(Text section begins)
Diagnostic dilemmas are constant here. This comes from the fact that to diagnose different diseases there are a limited number of tests available, and even those are made more limited by patients refusing to do the ones we desire. Most often they want tablets but not tests. The Nigerian patients that come here want both. They are a select few who have some money, are unsatisfied with their own medical system and come here because there is a foreign doctor. They frequently request ultrasound and x-rays because they feel that that is where their pain (“worry” as they describe it in Pidgin English) will be diagnosed. They often want to see where the wound is that hurts them inside.

So an old, very thin (likely between 80 and 90 lbs) sees me in the office. She is deaf and mute. Her son talks to her with gestures, which make no sense to me at all. He somehow has deduced that she has pain in her chest. He says that she has had this for about three months. She has not had a cough but just pain. I listen to her chest and hear breath sounds on the left but very muffled ones on the right. I tap and hear a dull sound, she is full of fluid. I request an x-ray, and they agree and go to pay the $7 to get it. She is lucky because this day we happen to have electricity. It has been out every day for 1-10 hours for the past 5 days. The chest shows a complete white out on one side. I do a tap with a needle and find dark yellow fluid that the lab says has some gram + cocci in it. Infection? Contamination of specimen? It is unclear. But the fluid needs to be drained.
(Text section ends)
(Material provided begins)
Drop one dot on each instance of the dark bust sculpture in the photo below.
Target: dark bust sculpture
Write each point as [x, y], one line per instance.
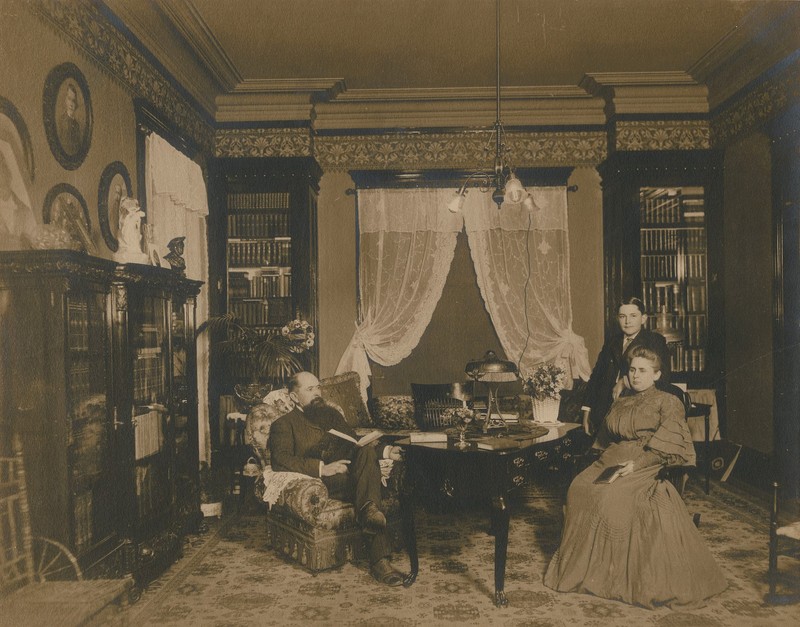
[175, 256]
(Material provided ends)
Description of the task: Could you rewrite the diagnostic dilemmas text from the words "So an old, very" through "to be drained.", renaming every "fluid" as "liquid"?

Problem solution:
So an old, very thin (likely between 80 and 90 lbs) sees me in the office. She is deaf and mute. Her son talks to her with gestures, which make no sense to me at all. He somehow has deduced that she has pain in her chest. He says that she has had this for about three months. She has not had a cough but just pain. I listen to her chest and hear breath sounds on the left but very muffled ones on the right. I tap and hear a dull sound, she is full of liquid. I request an x-ray, and they agree and go to pay the $7 to get it. She is lucky because this day we happen to have electricity. It has been out every day for 1-10 hours for the past 5 days. The chest shows a complete white out on one side. I do a tap with a needle and find dark yellow liquid that the lab says has some gram + cocci in it. Infection? Contamination of specimen? It is unclear. But the liquid needs to be drained.